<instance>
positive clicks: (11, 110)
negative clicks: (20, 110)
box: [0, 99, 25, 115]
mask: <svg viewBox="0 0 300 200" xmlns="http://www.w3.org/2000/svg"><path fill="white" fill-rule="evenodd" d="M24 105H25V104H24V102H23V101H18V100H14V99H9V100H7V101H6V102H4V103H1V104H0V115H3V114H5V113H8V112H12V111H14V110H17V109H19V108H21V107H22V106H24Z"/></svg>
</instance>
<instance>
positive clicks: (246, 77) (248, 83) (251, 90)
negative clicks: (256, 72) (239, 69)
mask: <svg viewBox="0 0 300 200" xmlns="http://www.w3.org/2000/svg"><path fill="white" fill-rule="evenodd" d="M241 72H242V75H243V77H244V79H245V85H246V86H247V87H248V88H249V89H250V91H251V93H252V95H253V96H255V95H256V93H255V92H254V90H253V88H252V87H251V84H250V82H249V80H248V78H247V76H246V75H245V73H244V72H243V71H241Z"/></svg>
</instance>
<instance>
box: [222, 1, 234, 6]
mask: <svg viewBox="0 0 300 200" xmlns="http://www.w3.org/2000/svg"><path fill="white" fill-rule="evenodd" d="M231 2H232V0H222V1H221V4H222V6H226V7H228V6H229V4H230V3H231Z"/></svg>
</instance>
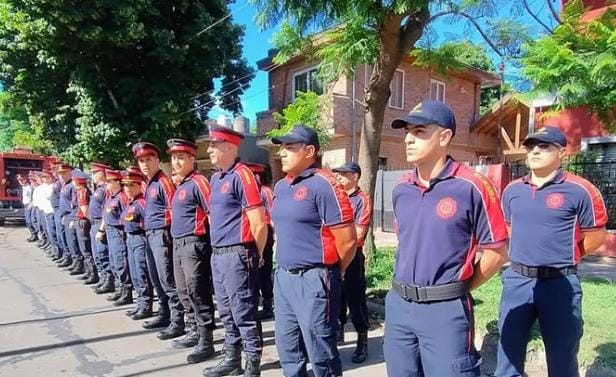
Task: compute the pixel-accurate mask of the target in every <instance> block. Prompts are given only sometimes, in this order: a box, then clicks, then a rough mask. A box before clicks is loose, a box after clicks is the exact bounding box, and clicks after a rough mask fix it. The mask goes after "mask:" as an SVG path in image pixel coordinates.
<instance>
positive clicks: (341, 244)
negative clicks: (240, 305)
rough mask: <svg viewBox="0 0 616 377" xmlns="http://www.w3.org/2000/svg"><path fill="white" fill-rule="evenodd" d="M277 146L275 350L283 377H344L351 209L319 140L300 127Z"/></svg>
mask: <svg viewBox="0 0 616 377" xmlns="http://www.w3.org/2000/svg"><path fill="white" fill-rule="evenodd" d="M272 142H273V143H274V144H280V145H281V148H280V152H279V155H280V159H281V162H282V170H283V171H284V172H285V173H286V174H287V176H286V177H285V178H284V179H281V180H280V181H278V183H277V184H276V186H275V188H274V205H273V207H272V221H273V223H274V229H275V230H276V235H277V246H276V250H277V253H276V262H277V268H276V272H275V273H274V302H275V304H276V305H275V308H274V313H275V317H276V321H275V333H276V348H277V350H278V355H279V357H280V364H281V366H282V369H283V372H284V375H285V376H305V375H306V363H307V362H308V361H310V363H311V364H312V371H313V373H314V375H315V376H319V377H325V376H327V377H330V376H341V375H342V365H341V361H340V354H339V353H338V348H337V345H336V333H337V331H338V315H339V313H340V298H341V292H342V276H343V275H344V271H345V270H346V268H347V267H348V265H349V263H351V260H352V259H353V257H354V256H355V250H356V247H357V236H356V233H355V224H354V223H353V208H352V206H351V202H350V201H349V197H348V195H347V194H346V193H345V192H344V191H343V189H342V188H341V187H340V185H339V184H338V183H337V182H336V179H335V178H334V176H333V175H332V174H331V173H330V172H328V171H326V170H323V169H321V168H320V164H319V162H318V152H319V139H318V137H317V134H316V131H315V130H314V129H312V128H309V127H306V126H303V125H296V126H294V127H293V129H292V130H291V131H290V132H289V133H287V134H286V135H284V136H281V137H275V138H273V139H272Z"/></svg>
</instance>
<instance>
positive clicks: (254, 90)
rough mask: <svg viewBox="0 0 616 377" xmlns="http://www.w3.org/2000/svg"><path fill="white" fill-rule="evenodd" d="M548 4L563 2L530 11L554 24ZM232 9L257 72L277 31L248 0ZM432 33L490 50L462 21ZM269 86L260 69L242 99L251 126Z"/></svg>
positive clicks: (263, 104)
mask: <svg viewBox="0 0 616 377" xmlns="http://www.w3.org/2000/svg"><path fill="white" fill-rule="evenodd" d="M546 1H553V2H554V3H557V4H555V5H556V6H557V7H558V8H560V1H554V0H527V2H528V4H529V6H530V8H531V10H532V11H533V12H534V13H536V14H538V15H539V16H540V18H541V19H542V20H544V22H549V21H551V18H550V15H549V10H548V8H547V5H546ZM497 2H498V3H499V5H500V4H502V3H508V4H511V3H512V2H511V0H507V1H504V0H499V1H497ZM518 4H519V2H518ZM230 10H231V14H232V17H233V20H234V22H235V23H238V24H241V25H243V26H244V27H245V36H244V41H243V51H244V57H245V58H246V60H247V61H248V63H249V64H250V65H251V66H252V67H253V68H255V70H257V67H256V66H257V64H256V63H257V61H259V60H260V59H263V58H265V57H266V56H267V51H268V50H269V49H271V48H273V44H272V37H273V35H274V33H275V30H272V29H269V30H265V31H261V30H260V29H259V28H258V27H257V25H256V24H255V23H254V16H255V14H256V13H257V10H256V9H255V8H254V6H253V5H251V4H249V3H248V2H247V0H238V1H237V2H236V3H234V4H232V5H231V6H230ZM499 12H500V13H499V16H501V17H511V16H512V14H511V7H510V6H503V7H502V8H501V9H499ZM514 12H515V10H514ZM517 17H519V19H521V20H523V22H524V23H525V24H527V25H528V26H529V27H530V28H531V29H532V30H533V31H535V32H538V30H539V29H538V26H537V25H538V24H537V23H536V22H535V21H534V20H532V19H531V18H530V16H528V15H525V14H523V13H522V14H521V15H518V16H517ZM483 26H485V25H483ZM432 30H433V31H434V34H435V35H433V36H432V37H431V38H434V40H435V43H436V44H439V43H442V42H443V41H446V40H449V39H462V38H466V39H470V40H471V41H474V42H477V43H480V44H482V45H485V46H486V48H487V44H486V43H485V42H484V41H483V39H482V38H481V36H480V34H479V33H478V32H477V31H476V30H474V29H472V28H468V27H466V23H465V22H463V21H460V22H454V23H452V20H451V18H447V17H443V18H441V19H438V20H437V21H435V22H434V23H433V24H432ZM460 36H463V37H460ZM487 49H488V48H487ZM487 52H488V54H489V55H490V56H491V57H492V59H493V60H494V61H495V62H496V64H495V65H497V64H498V62H499V59H498V55H496V53H494V52H492V51H490V50H488V51H487ZM519 77H520V75H519V72H518V68H517V67H515V66H513V65H511V64H507V65H506V69H505V80H506V81H510V80H514V79H516V78H519ZM267 85H268V81H267V73H266V72H263V71H258V70H257V71H256V76H255V78H254V79H253V80H252V82H251V85H250V88H249V89H248V90H246V92H245V93H244V95H243V96H242V97H241V98H242V105H243V108H244V111H243V115H244V116H245V117H247V118H248V119H250V124H251V126H254V125H255V122H256V116H255V114H256V113H258V112H260V111H265V110H267V109H268V103H267V102H268V86H267ZM223 114H224V115H227V116H228V117H232V114H231V113H229V112H227V111H224V110H222V109H220V108H217V107H215V108H214V109H212V110H211V111H210V114H209V116H210V118H218V117H219V116H220V115H223Z"/></svg>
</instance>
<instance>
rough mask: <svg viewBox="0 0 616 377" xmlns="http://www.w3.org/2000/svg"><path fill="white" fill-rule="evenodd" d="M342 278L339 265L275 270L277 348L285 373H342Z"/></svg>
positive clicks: (293, 374) (275, 293)
mask: <svg viewBox="0 0 616 377" xmlns="http://www.w3.org/2000/svg"><path fill="white" fill-rule="evenodd" d="M341 292H342V279H341V276H340V271H339V270H338V267H337V266H332V267H315V268H311V269H307V270H285V269H283V268H281V267H278V268H277V269H276V272H275V273H274V300H275V302H276V306H275V308H274V312H275V316H276V321H275V331H276V349H277V350H278V356H279V358H280V364H281V366H282V369H283V372H284V375H285V376H287V377H303V376H306V363H307V362H308V361H310V363H311V364H312V371H313V373H314V375H315V376H316V377H331V376H341V375H342V364H341V361H340V354H339V353H338V347H337V345H336V334H337V331H338V315H339V313H340V297H341Z"/></svg>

-- Task requirements --
Collect every line of the records above that contains the word "positive". Case counts.

-- Answer space --
positive clicks: (11, 110)
positive clicks: (246, 77) (248, 83) (251, 90)
positive clicks: (341, 244)
positive clicks: (254, 90)
positive clicks: (263, 104)
positive clicks: (293, 374) (275, 293)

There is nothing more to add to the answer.